***** DATA SHOWN

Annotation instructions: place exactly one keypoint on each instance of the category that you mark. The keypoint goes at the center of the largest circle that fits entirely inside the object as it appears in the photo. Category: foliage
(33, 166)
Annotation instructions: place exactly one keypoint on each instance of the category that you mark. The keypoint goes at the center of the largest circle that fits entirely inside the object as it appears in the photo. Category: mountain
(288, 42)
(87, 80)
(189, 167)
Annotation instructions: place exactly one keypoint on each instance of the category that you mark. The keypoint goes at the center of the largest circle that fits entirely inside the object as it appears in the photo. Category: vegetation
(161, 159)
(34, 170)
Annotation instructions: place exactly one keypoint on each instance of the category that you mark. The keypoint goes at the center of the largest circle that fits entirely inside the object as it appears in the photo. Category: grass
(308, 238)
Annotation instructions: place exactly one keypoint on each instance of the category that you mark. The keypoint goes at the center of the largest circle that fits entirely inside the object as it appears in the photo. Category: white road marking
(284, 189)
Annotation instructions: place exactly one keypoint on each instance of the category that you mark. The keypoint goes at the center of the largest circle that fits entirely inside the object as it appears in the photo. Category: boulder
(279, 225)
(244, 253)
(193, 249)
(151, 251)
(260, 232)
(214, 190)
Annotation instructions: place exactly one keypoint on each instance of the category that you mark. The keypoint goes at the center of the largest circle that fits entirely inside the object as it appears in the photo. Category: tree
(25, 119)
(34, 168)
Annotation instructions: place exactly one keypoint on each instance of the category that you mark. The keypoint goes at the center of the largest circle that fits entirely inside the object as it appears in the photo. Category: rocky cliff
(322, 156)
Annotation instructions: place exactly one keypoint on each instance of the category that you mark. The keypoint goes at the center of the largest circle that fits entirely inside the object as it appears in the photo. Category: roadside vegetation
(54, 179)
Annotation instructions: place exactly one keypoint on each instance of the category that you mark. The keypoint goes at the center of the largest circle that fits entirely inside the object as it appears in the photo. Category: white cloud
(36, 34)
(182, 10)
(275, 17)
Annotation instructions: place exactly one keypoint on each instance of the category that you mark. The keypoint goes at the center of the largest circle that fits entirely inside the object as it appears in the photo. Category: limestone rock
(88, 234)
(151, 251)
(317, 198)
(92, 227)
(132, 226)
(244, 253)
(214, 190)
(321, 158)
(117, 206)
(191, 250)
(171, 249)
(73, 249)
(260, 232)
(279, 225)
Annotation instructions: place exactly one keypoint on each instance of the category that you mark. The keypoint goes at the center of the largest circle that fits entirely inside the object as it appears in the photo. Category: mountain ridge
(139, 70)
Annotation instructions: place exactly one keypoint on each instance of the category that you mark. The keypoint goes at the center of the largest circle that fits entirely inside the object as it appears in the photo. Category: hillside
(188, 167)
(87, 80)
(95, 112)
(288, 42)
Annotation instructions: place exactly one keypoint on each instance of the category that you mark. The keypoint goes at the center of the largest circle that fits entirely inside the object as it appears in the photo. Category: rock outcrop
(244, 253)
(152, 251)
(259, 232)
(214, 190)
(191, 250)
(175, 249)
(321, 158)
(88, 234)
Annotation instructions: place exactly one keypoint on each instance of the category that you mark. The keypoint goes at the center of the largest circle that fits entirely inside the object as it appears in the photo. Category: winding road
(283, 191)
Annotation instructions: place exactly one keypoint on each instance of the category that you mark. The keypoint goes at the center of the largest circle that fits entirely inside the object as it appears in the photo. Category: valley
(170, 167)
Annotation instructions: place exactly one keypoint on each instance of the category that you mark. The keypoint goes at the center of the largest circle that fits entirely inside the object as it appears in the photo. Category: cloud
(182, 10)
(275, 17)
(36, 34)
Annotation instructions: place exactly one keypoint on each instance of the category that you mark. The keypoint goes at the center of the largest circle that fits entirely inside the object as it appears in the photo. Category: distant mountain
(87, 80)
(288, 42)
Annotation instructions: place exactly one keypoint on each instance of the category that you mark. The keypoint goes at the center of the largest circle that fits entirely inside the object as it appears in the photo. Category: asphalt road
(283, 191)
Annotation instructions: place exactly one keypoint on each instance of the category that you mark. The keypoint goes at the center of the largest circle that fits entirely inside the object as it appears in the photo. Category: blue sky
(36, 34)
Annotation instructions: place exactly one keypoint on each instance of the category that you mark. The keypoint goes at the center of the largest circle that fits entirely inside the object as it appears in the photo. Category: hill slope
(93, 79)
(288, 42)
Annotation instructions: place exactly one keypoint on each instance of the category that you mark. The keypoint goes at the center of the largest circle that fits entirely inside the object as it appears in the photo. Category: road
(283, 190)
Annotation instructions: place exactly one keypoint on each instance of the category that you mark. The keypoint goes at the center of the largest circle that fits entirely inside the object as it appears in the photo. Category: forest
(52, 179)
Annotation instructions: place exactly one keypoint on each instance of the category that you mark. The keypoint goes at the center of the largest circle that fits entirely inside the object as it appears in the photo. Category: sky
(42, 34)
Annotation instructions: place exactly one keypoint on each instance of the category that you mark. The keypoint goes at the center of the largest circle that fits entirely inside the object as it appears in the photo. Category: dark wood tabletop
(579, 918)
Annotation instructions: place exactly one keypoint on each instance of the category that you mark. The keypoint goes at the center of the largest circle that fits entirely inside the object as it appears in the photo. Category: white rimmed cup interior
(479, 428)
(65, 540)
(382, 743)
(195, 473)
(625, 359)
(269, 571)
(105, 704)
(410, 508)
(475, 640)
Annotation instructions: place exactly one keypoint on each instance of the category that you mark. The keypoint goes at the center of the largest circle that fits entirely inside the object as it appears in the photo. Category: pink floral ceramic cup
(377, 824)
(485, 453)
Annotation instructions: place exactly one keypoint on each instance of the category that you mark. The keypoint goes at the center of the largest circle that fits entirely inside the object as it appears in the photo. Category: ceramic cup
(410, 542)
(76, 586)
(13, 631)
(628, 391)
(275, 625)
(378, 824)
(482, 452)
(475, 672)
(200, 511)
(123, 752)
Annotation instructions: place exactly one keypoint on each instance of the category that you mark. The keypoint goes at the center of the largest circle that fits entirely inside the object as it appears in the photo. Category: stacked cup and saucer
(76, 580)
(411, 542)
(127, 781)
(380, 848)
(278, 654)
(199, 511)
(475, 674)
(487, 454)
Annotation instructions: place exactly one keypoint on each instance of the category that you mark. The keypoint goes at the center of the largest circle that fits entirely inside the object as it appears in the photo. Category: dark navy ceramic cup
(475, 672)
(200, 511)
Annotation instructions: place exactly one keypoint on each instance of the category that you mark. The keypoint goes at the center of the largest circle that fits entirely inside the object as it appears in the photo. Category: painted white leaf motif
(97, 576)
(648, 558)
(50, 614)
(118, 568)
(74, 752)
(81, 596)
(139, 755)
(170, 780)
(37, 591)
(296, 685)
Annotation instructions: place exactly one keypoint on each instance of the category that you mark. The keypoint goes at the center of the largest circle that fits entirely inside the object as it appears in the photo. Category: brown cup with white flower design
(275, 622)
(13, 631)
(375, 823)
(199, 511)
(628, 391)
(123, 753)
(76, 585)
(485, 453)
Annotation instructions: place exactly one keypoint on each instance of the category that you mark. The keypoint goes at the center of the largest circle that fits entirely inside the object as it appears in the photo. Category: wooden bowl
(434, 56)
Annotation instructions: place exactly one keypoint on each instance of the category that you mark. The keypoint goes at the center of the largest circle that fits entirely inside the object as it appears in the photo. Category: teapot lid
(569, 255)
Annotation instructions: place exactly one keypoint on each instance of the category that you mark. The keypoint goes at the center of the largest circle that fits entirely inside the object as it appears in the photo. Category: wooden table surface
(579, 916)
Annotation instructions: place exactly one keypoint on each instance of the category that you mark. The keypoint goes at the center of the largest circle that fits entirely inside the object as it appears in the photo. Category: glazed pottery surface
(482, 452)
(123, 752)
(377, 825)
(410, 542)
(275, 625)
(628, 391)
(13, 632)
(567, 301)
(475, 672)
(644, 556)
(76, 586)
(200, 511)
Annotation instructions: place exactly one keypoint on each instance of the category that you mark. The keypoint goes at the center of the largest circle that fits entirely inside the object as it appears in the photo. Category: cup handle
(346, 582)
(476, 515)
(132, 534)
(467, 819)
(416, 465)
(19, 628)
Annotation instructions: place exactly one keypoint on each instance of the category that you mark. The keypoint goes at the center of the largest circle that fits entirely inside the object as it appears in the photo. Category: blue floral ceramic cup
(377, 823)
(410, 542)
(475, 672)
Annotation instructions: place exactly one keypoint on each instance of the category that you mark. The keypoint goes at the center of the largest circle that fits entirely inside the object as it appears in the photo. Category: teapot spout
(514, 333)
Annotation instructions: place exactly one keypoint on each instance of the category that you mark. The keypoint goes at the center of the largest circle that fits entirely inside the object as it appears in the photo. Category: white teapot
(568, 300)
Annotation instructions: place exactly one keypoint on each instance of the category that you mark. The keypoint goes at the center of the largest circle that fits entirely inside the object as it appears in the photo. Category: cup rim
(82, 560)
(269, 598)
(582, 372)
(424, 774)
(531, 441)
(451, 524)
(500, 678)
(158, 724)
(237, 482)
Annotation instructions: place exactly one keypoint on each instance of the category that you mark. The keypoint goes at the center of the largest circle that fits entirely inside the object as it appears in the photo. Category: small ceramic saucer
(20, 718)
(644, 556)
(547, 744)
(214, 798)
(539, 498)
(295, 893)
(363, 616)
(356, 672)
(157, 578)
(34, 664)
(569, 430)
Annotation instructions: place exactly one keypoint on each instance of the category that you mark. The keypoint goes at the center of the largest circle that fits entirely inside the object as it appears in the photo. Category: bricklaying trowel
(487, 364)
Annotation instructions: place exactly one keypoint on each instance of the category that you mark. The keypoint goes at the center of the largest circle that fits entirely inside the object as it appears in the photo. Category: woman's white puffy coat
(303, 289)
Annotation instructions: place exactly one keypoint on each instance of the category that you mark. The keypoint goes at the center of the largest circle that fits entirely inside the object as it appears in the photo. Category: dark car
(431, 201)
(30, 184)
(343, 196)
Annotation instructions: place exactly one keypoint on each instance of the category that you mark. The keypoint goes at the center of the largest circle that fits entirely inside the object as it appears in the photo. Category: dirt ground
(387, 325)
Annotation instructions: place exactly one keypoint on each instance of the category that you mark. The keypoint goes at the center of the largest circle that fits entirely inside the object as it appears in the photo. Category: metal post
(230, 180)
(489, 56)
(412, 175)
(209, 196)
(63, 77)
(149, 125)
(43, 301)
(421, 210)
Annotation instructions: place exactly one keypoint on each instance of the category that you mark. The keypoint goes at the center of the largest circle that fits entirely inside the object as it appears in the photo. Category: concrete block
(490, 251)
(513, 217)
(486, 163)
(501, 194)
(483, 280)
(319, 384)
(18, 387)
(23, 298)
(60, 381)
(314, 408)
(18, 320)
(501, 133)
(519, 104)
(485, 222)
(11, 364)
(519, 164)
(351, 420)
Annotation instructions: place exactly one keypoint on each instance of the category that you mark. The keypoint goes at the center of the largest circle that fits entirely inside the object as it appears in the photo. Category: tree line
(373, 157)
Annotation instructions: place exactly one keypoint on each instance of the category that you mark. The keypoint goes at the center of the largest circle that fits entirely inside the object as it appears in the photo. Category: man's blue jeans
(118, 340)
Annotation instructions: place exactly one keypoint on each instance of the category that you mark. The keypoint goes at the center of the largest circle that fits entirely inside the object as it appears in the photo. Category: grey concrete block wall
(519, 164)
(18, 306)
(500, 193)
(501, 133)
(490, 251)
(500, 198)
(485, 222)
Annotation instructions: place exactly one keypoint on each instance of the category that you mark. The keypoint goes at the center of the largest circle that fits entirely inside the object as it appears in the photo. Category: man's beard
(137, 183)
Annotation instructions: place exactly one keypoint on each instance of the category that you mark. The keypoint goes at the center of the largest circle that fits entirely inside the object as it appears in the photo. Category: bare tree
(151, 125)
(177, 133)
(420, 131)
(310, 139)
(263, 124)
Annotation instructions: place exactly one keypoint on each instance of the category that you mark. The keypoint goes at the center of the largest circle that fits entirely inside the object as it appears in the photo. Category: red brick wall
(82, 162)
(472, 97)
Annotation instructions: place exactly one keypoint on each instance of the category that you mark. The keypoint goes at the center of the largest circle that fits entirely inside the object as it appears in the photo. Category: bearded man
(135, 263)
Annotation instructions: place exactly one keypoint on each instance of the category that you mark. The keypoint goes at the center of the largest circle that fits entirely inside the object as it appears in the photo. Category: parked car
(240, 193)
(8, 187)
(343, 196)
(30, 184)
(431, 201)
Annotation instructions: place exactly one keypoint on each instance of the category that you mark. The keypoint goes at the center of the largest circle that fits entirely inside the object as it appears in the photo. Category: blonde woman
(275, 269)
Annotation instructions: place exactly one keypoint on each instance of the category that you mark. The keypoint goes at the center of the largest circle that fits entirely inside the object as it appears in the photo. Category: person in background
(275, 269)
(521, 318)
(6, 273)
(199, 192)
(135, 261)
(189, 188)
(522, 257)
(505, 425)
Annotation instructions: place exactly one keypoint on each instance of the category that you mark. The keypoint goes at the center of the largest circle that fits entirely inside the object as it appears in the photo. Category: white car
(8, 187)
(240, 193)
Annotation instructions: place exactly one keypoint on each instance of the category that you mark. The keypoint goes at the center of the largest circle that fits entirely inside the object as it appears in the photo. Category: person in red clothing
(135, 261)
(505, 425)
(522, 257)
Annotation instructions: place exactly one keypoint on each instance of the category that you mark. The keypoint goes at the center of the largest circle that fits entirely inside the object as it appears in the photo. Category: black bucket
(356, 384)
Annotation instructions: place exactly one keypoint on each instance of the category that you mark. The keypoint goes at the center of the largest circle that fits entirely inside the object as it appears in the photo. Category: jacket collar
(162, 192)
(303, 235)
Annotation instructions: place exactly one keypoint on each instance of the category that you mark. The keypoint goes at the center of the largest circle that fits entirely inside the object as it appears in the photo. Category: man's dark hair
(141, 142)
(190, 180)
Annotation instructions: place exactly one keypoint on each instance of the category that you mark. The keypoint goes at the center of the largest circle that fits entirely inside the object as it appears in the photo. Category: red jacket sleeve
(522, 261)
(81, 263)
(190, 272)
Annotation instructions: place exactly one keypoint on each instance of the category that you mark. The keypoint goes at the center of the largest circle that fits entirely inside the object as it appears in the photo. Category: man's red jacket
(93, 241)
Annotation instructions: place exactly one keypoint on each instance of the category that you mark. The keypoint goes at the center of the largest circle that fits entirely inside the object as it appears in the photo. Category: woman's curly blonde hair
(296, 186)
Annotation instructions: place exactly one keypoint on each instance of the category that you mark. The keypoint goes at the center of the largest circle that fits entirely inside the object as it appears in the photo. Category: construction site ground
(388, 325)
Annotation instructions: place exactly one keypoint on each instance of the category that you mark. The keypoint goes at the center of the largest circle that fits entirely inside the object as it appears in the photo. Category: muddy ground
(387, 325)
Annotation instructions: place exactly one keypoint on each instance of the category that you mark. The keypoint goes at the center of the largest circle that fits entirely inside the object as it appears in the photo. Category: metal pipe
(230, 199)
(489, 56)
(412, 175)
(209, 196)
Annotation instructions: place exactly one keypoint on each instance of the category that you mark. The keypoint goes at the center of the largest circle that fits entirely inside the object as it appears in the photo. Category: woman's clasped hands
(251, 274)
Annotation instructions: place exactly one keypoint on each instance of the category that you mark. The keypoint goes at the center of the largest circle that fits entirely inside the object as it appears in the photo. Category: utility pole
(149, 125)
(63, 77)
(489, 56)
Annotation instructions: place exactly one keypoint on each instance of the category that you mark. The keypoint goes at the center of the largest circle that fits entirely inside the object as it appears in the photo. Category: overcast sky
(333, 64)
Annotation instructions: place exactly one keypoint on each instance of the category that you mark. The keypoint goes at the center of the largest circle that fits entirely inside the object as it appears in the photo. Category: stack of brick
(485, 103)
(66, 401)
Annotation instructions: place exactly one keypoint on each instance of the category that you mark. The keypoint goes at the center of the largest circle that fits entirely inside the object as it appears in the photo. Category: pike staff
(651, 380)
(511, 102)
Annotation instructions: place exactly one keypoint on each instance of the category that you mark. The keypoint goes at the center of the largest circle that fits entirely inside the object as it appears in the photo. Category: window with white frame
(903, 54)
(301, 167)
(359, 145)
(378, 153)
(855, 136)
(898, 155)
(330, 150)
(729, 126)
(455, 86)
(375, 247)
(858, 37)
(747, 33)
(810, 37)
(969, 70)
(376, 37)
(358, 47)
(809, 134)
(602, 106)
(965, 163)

**********

REQUIRED TASK
From the line holding "Category: overcast sky" to the last line of the records, quote each line exactly and add nothing.

COMPLETED EXERCISE
Annotation instructions: place exactly one keypoint on each instance of the category that you mark. The keypoint goes at the center of the largest circle that fits entirely inside the object as it appears in the photo. Category: overcast sky
(333, 64)
Annotation instructions: place exactly one keypoint on each instance of the category that you mark. The keypoint goes at the center of the largest circle that fits entirely inside the object as it appears in the photo. Category: stack of brick
(485, 103)
(66, 401)
Annotation instructions: place exactly one keypoint on each instance of the category that you mark. The keypoint goes at the center of the largest circle that fits entirely inside the object as it appears in the photo. Category: pike staff
(651, 380)
(511, 102)
Annotation instructions: place exactly one keypoint on each instance of the category that you mark. The keypoint goes at the center of the largest circle that fits entirely inside the object as it appears in the photo. Category: window with white frame
(903, 54)
(301, 167)
(359, 145)
(378, 153)
(855, 136)
(898, 155)
(330, 150)
(729, 126)
(455, 86)
(375, 247)
(858, 37)
(747, 33)
(810, 37)
(969, 70)
(376, 37)
(358, 47)
(809, 134)
(602, 106)
(965, 163)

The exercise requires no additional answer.